* Request *
Please copy the data below word for word, from its first line through the line containing "top-left (900, 117), bottom-right (970, 132)".
[BEGIN Input]
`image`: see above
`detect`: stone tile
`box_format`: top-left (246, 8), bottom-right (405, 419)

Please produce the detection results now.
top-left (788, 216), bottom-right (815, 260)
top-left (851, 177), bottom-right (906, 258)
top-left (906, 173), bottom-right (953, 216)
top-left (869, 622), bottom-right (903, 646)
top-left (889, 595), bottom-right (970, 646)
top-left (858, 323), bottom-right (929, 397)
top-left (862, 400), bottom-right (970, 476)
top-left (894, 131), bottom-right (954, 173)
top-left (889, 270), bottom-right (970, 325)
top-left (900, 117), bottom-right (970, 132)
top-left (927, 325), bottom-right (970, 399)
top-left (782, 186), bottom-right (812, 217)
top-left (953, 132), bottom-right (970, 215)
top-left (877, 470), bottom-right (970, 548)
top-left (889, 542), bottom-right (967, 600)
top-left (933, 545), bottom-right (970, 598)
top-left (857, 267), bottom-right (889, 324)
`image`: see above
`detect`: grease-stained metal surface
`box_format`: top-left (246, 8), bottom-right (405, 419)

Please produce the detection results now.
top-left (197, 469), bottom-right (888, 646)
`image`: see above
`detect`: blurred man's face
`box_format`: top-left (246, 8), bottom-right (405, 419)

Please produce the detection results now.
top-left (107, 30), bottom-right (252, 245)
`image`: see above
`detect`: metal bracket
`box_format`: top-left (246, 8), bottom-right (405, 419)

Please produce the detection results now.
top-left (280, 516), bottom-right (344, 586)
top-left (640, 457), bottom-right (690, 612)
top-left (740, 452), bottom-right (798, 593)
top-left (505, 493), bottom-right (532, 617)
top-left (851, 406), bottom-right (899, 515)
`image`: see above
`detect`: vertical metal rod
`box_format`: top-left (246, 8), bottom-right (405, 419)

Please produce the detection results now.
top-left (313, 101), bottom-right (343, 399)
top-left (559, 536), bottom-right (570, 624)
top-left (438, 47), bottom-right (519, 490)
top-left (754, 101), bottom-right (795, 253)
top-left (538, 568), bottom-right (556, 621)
[END Input]
* Solved exercise *
`image`: see above
`detect`: stone tile
`box_format`: top-left (246, 8), bottom-right (405, 419)

Please produce the detection results now.
top-left (788, 216), bottom-right (815, 260)
top-left (851, 177), bottom-right (906, 258)
top-left (906, 173), bottom-right (953, 216)
top-left (869, 622), bottom-right (903, 646)
top-left (889, 595), bottom-right (970, 646)
top-left (858, 323), bottom-right (929, 397)
top-left (862, 400), bottom-right (970, 476)
top-left (894, 131), bottom-right (954, 173)
top-left (889, 270), bottom-right (970, 325)
top-left (900, 117), bottom-right (970, 132)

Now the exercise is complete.